Exercise instructions
From the post on journalists and business, extract the passage starting at "I don’t think" and ending at "see right done.", word for word.

Extract provided
-=-=-

You can have one of these…if you want it…
Yesterday we responded to Ken Kobre’s question about whether a journalist has to be an entrepreneur in the future.
This in response to Adam Westbrook‘s new book.
Ken, (being in San Francisco and some 8 hours behind us at the moment) responded that he agreed but:
Personally we don’t think it’s quite that black and white. True, the image of the journalist as grizzled underdog had been overromanticized in books and movies (ranging from non-fiction “All the President’s Men” to the fictitious “State of Play,” pictured). But most journalists we know in real life aren’t deliberately gravitating toward financial destitution. It’s just that their passions tend in the direction of reporting and storytelling — not spreadsheets and projections. Perhaps j-school grads aren’t striving for their first billion with the same zeal as their MBA confreres, but at the same time they’re not lusting after low-paying gigs for the sheer bohemian thrill of it.
Ken, who teaches at San Francisco State no doubt knows his students and what they are after, but his suggestion on how to achieve this synthesis of business and journalism is, to me, an abnegation of our taking control of our own destiny:
Ultimately, we believe the solution will lie in collaboration — the formation of partnerships and collectives that consist of pros whose individual strengths and talents can be combined and leveraged for the benefit of the common good. Microcosms of lean, mean newsrooms — but without the dead weight of middle-management layers… and rooms.
I don’t think the model here is MBA’s, who in my experience are more technicians in search of a job. Rather, the closer and I think
better model for us would be lawyers.
Many people who end up in J-School might just as easily have gone to law school. Many were torn between the two. It tends to attract the some kind of personality- and in many ways it’s a similar career: research, investigations, analysis and presentation.
Many people go into law driven by the same passion that drives them to journalism – the desire to do good and see right done.

-=-=-

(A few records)
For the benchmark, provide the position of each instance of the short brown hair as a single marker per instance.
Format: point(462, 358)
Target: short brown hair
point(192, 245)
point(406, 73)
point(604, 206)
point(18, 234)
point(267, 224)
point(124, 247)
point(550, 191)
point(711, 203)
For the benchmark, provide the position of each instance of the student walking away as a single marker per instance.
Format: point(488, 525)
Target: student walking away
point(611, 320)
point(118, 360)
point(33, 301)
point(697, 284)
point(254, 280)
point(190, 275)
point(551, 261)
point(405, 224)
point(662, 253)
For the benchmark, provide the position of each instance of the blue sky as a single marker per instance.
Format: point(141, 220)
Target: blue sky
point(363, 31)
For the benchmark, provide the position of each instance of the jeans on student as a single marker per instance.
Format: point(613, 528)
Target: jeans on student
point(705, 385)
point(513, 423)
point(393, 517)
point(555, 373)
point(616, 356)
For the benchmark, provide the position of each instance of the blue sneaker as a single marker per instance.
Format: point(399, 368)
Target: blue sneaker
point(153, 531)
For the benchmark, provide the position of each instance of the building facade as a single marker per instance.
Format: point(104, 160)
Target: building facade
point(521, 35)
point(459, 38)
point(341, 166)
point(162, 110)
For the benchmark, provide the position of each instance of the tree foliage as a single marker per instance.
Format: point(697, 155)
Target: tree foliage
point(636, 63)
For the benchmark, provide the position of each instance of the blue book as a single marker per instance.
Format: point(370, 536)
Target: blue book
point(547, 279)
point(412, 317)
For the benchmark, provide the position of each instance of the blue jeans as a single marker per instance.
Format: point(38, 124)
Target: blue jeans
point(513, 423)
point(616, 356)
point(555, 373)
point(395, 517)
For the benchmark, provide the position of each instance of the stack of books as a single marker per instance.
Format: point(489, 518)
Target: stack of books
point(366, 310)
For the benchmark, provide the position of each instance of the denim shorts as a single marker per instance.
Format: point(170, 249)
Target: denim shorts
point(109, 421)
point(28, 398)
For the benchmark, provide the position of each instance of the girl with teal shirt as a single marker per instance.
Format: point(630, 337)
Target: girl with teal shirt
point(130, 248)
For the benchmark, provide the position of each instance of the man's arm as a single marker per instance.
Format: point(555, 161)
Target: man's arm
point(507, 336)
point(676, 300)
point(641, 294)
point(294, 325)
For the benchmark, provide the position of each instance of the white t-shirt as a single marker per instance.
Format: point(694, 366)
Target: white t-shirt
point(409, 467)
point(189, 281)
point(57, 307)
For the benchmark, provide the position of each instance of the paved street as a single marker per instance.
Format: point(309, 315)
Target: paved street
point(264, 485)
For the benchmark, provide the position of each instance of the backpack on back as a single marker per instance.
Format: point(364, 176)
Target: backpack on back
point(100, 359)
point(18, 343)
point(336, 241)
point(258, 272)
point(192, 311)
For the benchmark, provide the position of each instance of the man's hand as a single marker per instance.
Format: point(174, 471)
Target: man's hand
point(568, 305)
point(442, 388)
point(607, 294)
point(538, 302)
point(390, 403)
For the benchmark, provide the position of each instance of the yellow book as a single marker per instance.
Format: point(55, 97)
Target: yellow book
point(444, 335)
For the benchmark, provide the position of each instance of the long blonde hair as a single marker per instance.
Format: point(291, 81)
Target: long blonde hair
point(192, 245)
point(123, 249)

-=-=-

Answer to the problem
I don’t think the model here is MBA’s, who in my experience are more technicians in search of a job. Rather, the closer and I think
better model for us would be lawyers.
Many people who end up in J-School might just as easily have gone to law school. Many were torn between the two. It tends to attract the some kind of personality- and in many ways it’s a similar career: research, investigations, analysis and presentation.
Many people go into law driven by the same passion that drives them to journalism – the desire to do good and see right done.